### Consegna 1
Rispondi a queste domande sull'articolo su Pepe Mujica:
(a) Chi ha detto che la piccola nazione affronta gli azzurri "con spirito patriottico superiore al nostro"?
(b) Quale bilancio annuo ha il Real Madrid secondo Mujica?
(c) A che cosa, secondo Mujica, il calcio uruguaiano deve il suo miracolo?
### Consegna 2
Porta avanti l'articolo su Pepe Mujica dopo l'ultima frase riportata, con un breve paragrafo nello stesso tono.

==== Testo scelto

CONCITA DE GREGORIO
La Repubblica – 24/6/14
Dai tupamaros al carcere, fino alla
guida della piccola nazione che affronta gli azzurri “con spirito
patriottico superiore al nostro” (ha detto Prandelli). Ecco chi è
l’uomo che ha abbattuto disoccupazione e povertà, legalizzato
marijuana e unioni omosessuali, adottato i bambini siriani profughi
di guerra. È leader “del fare” e protagonista di quel senso di
appartenenza che arriva fino alla nazionale di calcio
Il Real Madrid ha un bilancio di 400
milioni l’anno. Io credo che questi soldi non li abbia spesi
l’intero calcio uruguayo in tutta la vita». Pepe Mujica, il
presidente della Repubblica. «Per il Paese che siamo, per quanti
siamo, per le possibilità che possiamo generare il nostro calcio è
un miracolo: lo dobbiamo alla passione alla forza e alla modestia
della gente semplice. La nostra ricchezza è non avere bisogno.

========
==== Righe fornite

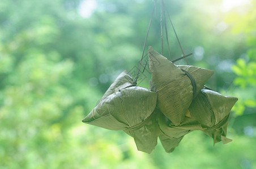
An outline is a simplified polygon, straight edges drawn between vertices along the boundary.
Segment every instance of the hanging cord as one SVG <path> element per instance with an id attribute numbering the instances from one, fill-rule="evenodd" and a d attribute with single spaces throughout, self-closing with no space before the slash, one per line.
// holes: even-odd
<path id="1" fill-rule="evenodd" d="M 164 27 L 165 27 L 165 29 L 166 39 L 167 39 L 167 46 L 168 46 L 168 48 L 169 60 L 170 60 L 170 45 L 169 45 L 168 33 L 168 31 L 167 31 L 167 25 L 166 16 L 165 16 L 165 11 L 164 10 L 164 8 L 163 8 L 163 10 L 164 10 Z"/>
<path id="2" fill-rule="evenodd" d="M 161 0 L 161 1 L 163 1 L 163 0 Z M 163 3 L 164 5 L 164 7 L 166 9 L 166 6 L 164 5 L 164 2 L 163 1 Z M 183 56 L 185 56 L 185 55 L 184 51 L 183 50 L 182 47 L 181 46 L 181 42 L 180 42 L 180 39 L 179 39 L 179 38 L 178 37 L 178 35 L 177 34 L 176 30 L 175 30 L 174 26 L 173 25 L 173 24 L 172 23 L 172 19 L 170 19 L 170 15 L 169 14 L 168 11 L 168 10 L 167 10 L 167 15 L 168 15 L 169 20 L 169 21 L 170 22 L 170 24 L 171 24 L 172 26 L 172 28 L 173 29 L 173 31 L 174 32 L 175 35 L 176 36 L 176 38 L 177 38 L 177 40 L 178 41 L 178 45 L 180 45 L 180 47 L 181 48 L 181 50 L 182 51 Z M 186 58 L 185 59 L 186 60 L 186 62 L 187 63 L 187 65 L 189 65 L 189 63 L 187 62 L 187 59 Z"/>
<path id="3" fill-rule="evenodd" d="M 156 0 L 155 0 L 156 1 Z M 155 5 L 156 3 L 155 3 Z M 147 42 L 147 39 L 148 38 L 148 32 L 150 32 L 150 26 L 151 25 L 151 23 L 152 23 L 152 20 L 153 19 L 153 15 L 154 14 L 154 11 L 155 11 L 155 8 L 156 8 L 156 6 L 154 6 L 153 8 L 153 10 L 152 11 L 152 14 L 151 14 L 151 17 L 150 18 L 150 24 L 148 25 L 148 30 L 147 31 L 147 34 L 146 35 L 146 38 L 145 38 L 145 41 L 144 41 L 144 46 L 143 46 L 143 50 L 142 51 L 142 58 L 140 59 L 140 61 L 139 62 L 139 68 L 138 69 L 138 72 L 137 72 L 137 74 L 136 75 L 136 77 L 135 78 L 135 80 L 134 81 L 134 84 L 137 84 L 137 80 L 138 78 L 139 78 L 139 70 L 140 69 L 140 65 L 142 64 L 142 60 L 143 59 L 143 56 L 144 56 L 144 52 L 145 51 L 145 47 L 146 47 L 146 43 Z"/>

========

### Risposta attesa 1
(a) Prandelli.
(b) 400 milioni l'anno.
(c) Alla passione, alla forza e alla modestia della gente semplice.

### Risposta attesa 2
Poveri non sono quelli che non hanno, sono quelli che hanno ma non
gli basta mai». Si gioca contro un’altra idea di mondo, bisogna
saperlo. Affacciare la testa fuori dal campo un momento e avere
un’idea anche vaga di cosa sia l’Uruguay, che detto al Mondiale
sembra una squadra e invece è prima di tutto un paese, naturalmente.
Per l’esattezza il “Paese dell’anno” ( Economist, 2013),
guidato dal “miglior Presidente del mondo” ( Monocle, Londra,
2014), colui che incarna il “nuovo modello globale del ruolo di
capo di stato” ( Al Jazeera, 2014). Loro hanno un senso patriottico
che noi non abbiamo, ha detto ieri Prandelli: «Dobbiamo lavorare per
ricordarci che siamo qui a rappresentare l’Italia». È questo il
nemico in più in campo. Noi dobbiamo ricordarcelo, loro no: loro
“sono” l’Uruguay.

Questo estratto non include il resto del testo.